People often do not give a great deal of thought to what might happen were they to become incapacitated. It is typically not what one associates with estate planning because traditionally estate planning has focused on death and dying rather than life and the living. However, disability planning is a significant aspect of estate planning. There are several documents that are a part of disability planning:
Powers of Attorney
There are 2 parties involved in creating a power of attorney, the principal (you) and the agent/attorney-in-fact (the person you appoint to take care of things). A Power of Attorney (POA)can be general or specific, durable or non-durable. A general POA gives the agent broad powers. A specific POA only allows the agent to do a few things. A durable POA will survive your incapacity. A non-durable POA will cease to be effective upon your incapacity. A Power of Attorney can be a very powerful document because through it, you are basically giving another person the authority to decide matters on your behalf. Thus, careful consideration must be given to the choice of agent and any successor.
Declaration of Guardian
When you engage in comprehensive estate planning, you take control of what happens at your death as well as during any periods of incapacity. If you should become incapacitated during your life you might find yourself in the situation of needing to have a guardian manage either your person (you) or your estate (finances). If you failed to make an appointment yourself, a court would be called upon to make the decision for you. Therefore it is wise to decide ahead of time decide who your guardian or guardians should be. And maybe more importantly, who you do not want your guardian(s) to be.
Healthcare Documents: Medical Directives
This Directive provides direction to do any of the following:
- Administer life-sustaining treatment
- Withhold life-sustaining treatment
- Withdraw life-sustaining treatment
The Directive becomes effective only when it has been determined that you have a terminal or irreversible condition that has been diagnosed and certified in writing by your attending physician.
With the Medical Power of Attorney, you (the principal) appoint another person (the agent) to make healthcare decisions for you when you cannot. This document is called a springing power of attorney. This means that it only becomes effective when your attending physician certifies in writing that you are incompetent. Your agent’s authority will continue until his or her power is revoked or you regain competency.
This is an order directing health care professionals acting in an out-of-hospital setting to withhold cardiopulmonary resuscitation and certain other life-sustaining treatment. Your physician must sign this document. The physician must also make the fact of the existence of the order and the reasons for execution of the order a part of the declarant’s medical record. Because a physician must sign this document, it is not normally prepared in the context of estate planning.
The Health Insurance Portability and Accountability Act imposed sweeping privacy rules on your medical information. It restricts health care providers (doctors and hospitals) and health care plans (insurance companies, Medicare, Medicaid) from disclosing your individually identifiable health information. It is important to have this document because without it, the person(s) you select as your agent under a Medical Power of Attorney or guardian may not be able to access medical information about you to make informed decisions. A HIPPA release expires four years after your death unless revoked prior to that.
A person may provide written directions for the disposition of their remains in a will, a prepaid funeral contract, or a written instrument, which is signed and acknowledged by such person. The directions may be modified or revoked only by a subsequent writing signed and acknowledged by such person. The agent designated entitled to handle the disposition of remains has a duty to faithfully carry out the decedent’s directions to the extent that the decedent’s estate or the agent controlling the disposition are financially able to do so. If the directions are in a will, they must be carried out immediately without the need for probate.

*Task requirements*:
1: Copy the part of the disability planning text that begins at the words "Healthcare Documents: Medical" and stops after the words "you regain competency.".
2: Decide whether each statement agrees with the disability planning text, answering yes or no and quoting the words from the text that settle it. (a) A non-durable power of attorney stays in effect after the principal becomes incapacitated. (b) A Medical Power of Attorney becomes effective only when the attending physician certifies in writing that the principal is incompetent. (c) Directions for the disposition of remains that are placed in a will must wait for probate before being carried out.
3: List every example of health care providers and health care plans that the disability planning text names.

*Provided data*:
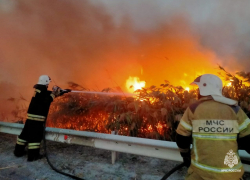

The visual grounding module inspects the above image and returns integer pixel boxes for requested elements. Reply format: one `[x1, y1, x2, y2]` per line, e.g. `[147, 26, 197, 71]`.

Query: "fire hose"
[43, 121, 84, 180]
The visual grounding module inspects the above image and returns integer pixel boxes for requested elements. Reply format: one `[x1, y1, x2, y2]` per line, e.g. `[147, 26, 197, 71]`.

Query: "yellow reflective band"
[16, 141, 25, 146]
[50, 94, 56, 100]
[180, 119, 193, 131]
[28, 146, 40, 149]
[192, 133, 237, 140]
[27, 113, 45, 119]
[239, 118, 250, 131]
[179, 148, 189, 153]
[28, 143, 41, 146]
[17, 138, 27, 143]
[191, 160, 242, 173]
[35, 89, 41, 93]
[193, 138, 199, 161]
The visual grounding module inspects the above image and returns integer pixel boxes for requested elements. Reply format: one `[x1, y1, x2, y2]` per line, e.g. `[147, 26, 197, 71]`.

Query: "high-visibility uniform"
[177, 96, 250, 180]
[14, 84, 55, 161]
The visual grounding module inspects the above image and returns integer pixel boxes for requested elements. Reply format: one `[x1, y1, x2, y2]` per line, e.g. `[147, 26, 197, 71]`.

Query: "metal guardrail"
[0, 122, 250, 172]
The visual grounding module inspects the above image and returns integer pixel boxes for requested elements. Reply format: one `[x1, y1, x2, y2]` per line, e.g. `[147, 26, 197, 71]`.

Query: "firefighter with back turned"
[14, 75, 70, 161]
[176, 74, 250, 180]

*Answers to the tasks*:
1:
Healthcare Documents: Medical Directives
This Directive provides direction to do any of the following:
- Administer life-sustaining treatment
- Withhold life-sustaining treatment
- Withdraw life-sustaining treatment
The Directive becomes effective only when it has been determined that you have a terminal or irreversible condition that has been diagnosed and certified in writing by your attending physician.
With the Medical Power of Attorney, you (the principal) appoint another person (the agent) to make healthcare decisions for you when you cannot. This document is called a springing power of attorney. This means that it only becomes effective when your attending physician certifies in writing that you are incompetent. Your agent’s authority will continue until his or her power is revoked or you regain competency.

2:
(a) No: "A non-durable POA will cease to be effective upon your incapacity."
(b) Yes: "it only becomes effective when your attending physician certifies in writing that you are incompetent."
(c) No: "If the directions are in a will, they must be carried out immediately without the need for probate."

3:
Health care providers: doctors, hospitals
Health care plans: insurance companies, Medicare, Medicaid